* Text section *
⟨
Cell viability in spheroids was assessed using fluorescein diacetate (FDA; 16 µg/mL in PBS with Mg2+ & Ca2+) for live cells and propidium iodide (PI; 40 µg/mL in PBS with Mg2+ & Ca2+) for dead cells.

Spheroid growth and viability were monitored for up to 21 days using Axiovert 200 M microscope (Carl Zeiss AG, Oberkochen, Baden-Wurttemberg, Germany) and AxioVision Rel. 4.8 software (Carl Zeiss AG), with medium changes 2–3 times a week.

Spheroid size was assessed by measuring the cross-sectional area of each spheroid from brightfield images acquired at defined time points. Growth kinetics were assessed based on area changes over time. Doubling time (Td) was calculated by fitting the exponential growth phase using SigmaPlot15 to obtain the growth rate constant (a), with Td = ln(2)/a.

Evaluation of cell viability, DNA damage and cell cycle changes

C4-2 cells (0.5–2 × 106 cells/flask) were seeded in T25 or T75 cell culture flasks one day before treatment. Cells were treated with drugs as described above. Cell death, DNA damage, cell cycle changes and the percentage of mitotic cells were assessed by harvesting cells at 1 h (only groups treated with [212Pb]Pb-AB001), 1, 3 and 6 days post-treatment.

Cell viability was assessed immediately post harvesting by staining with Annexin V FITC (ImmunoTools, Friesoythe, Germany) and PI (Sigma-Aldrich Norway AS) in Annexin V binding buffer (10 mM HEPES, 140 mM NaCl and 2.5 mM CaCl2) for 15 min at room temperature.

DNA damage and cell cycle changes were assessed by staining cells with FVD-eFluor 450 (cat. no. 65–0863-14, Invitrogen, Thermo Fisher Scientific, Oslo, Norway) for 1 h on ice, followed by fixation with 100% methanol (Sigma-Aldrich). Washes were performed with 0.2% v/v Tween-20 in PBS without Mg2+ & Ca2+ (PBST). Cells were stained with 1 µg/mL rabbit anti-PS10H3 (cat. no. 06–570, Merck Millipore, Darmstadt, Germany) and 1 µg/mL mouse anti-pγH2AX (cat. no. 05–636, Merck Millipore) primary antibodies in PBST with 2% v/v FBS and 0.4 mg/mL PureLink RNase A (cat. no. 12091–021, Invitrogen, Thermo Fisher Scientific) at room temperature, in the dark for 1 h. After removing the primary antibodies, cells were incubated with 2 µg/mL donkey anti-rabbit AlexaFluor647 (cat. no. A31573, Invitrogen, Thermo Fisher Scientific) and 2 µg/mL goat anti-mouse FITC (cat. no. F0479, Dako, Agilent Technologies, Santa Clara, CA, USA) secondary antibodies in PBST with 2% v/v FBS at room temperature in the dark for 30 min. Finally, cells were incubated with 10 µg/mL PI in PBST. Samples were then measured using a CytoFlex S Flow Cytometer (Beckman Coulter, Inc., Brea, CA, USA) with C Flow Plus Software and the data analysed using FlowJo 10.7.1 software (FlowJo LLC, Ashland, OR, USA).
⟩
* Record extracts *
⟨
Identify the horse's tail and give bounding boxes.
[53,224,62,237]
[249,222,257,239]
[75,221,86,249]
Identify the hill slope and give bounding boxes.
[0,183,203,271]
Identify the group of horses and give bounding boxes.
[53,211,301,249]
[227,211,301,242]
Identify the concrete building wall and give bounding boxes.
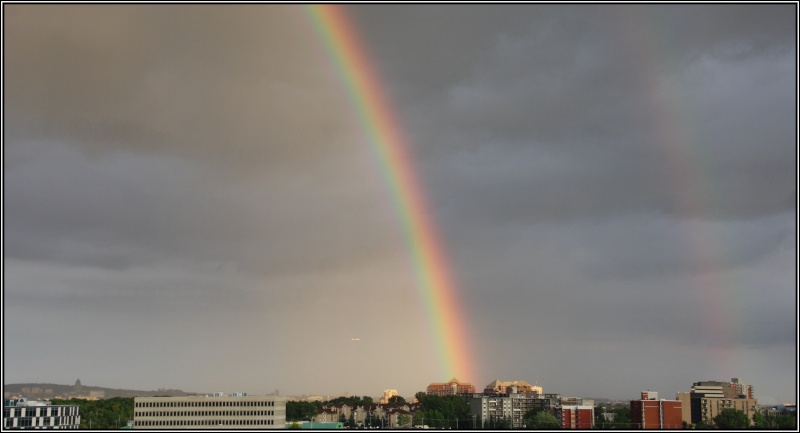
[561,406,594,430]
[133,396,286,430]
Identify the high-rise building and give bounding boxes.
[133,393,286,430]
[427,378,475,395]
[677,378,759,425]
[631,391,683,430]
[3,398,81,430]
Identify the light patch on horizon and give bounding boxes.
[3,4,797,403]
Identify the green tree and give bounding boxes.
[775,412,797,430]
[753,412,770,430]
[414,410,425,426]
[389,395,406,406]
[525,411,561,430]
[714,409,750,430]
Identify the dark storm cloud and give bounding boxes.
[4,5,356,169]
[3,4,797,399]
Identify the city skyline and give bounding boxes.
[3,4,798,404]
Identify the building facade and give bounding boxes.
[427,378,475,396]
[678,378,759,425]
[483,380,543,394]
[631,391,683,430]
[469,392,561,429]
[3,398,81,430]
[133,393,286,430]
[561,406,594,430]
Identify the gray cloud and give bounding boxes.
[3,5,797,401]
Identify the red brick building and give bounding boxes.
[561,406,594,430]
[427,378,475,395]
[631,391,683,430]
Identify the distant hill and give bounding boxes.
[3,379,204,399]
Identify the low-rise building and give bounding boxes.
[3,398,81,430]
[133,393,286,430]
[561,405,594,430]
[631,391,683,430]
[427,378,475,395]
[469,389,561,429]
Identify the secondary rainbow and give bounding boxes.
[305,5,474,380]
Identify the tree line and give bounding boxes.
[50,397,133,430]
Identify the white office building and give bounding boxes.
[133,393,286,430]
[3,398,81,430]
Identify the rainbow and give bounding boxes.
[619,7,744,367]
[304,4,474,380]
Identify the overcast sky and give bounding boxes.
[3,4,798,403]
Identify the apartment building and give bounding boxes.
[427,378,475,395]
[561,405,594,430]
[677,378,759,425]
[469,390,561,429]
[3,398,81,430]
[630,391,683,430]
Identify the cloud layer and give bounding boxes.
[3,5,797,402]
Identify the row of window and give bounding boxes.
[3,416,80,428]
[134,419,275,427]
[3,406,78,418]
[136,410,275,416]
[135,401,275,407]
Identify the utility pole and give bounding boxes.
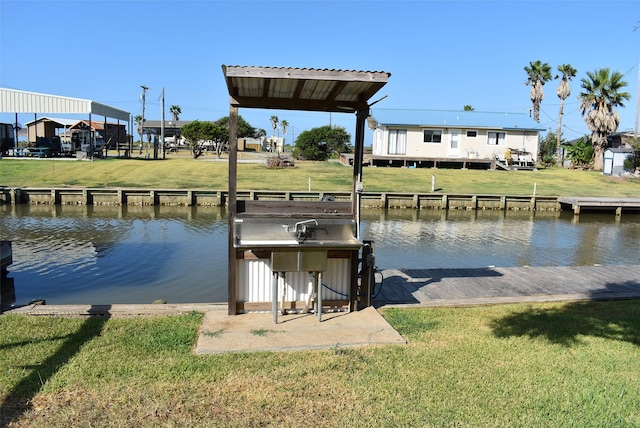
[160,87,165,159]
[140,85,149,154]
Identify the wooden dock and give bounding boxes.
[373,265,640,307]
[558,196,640,215]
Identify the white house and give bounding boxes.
[602,147,633,176]
[369,110,544,168]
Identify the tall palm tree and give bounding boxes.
[133,114,144,154]
[169,104,182,122]
[524,60,553,122]
[269,116,280,151]
[578,68,631,171]
[280,119,289,151]
[556,64,578,167]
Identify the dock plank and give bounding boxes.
[374,265,640,306]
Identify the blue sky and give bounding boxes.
[0,0,640,145]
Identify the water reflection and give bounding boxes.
[0,205,640,304]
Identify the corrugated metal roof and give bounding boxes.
⟩
* Work instructions *
In the methods text, what stain was used to detect live cells in spheroids? The records have no connection to the methods text.

* Exercise output *
Fluorescein diacetate (FDA), at 16 µg/mL in PBS with Mg2+ & Ca2+.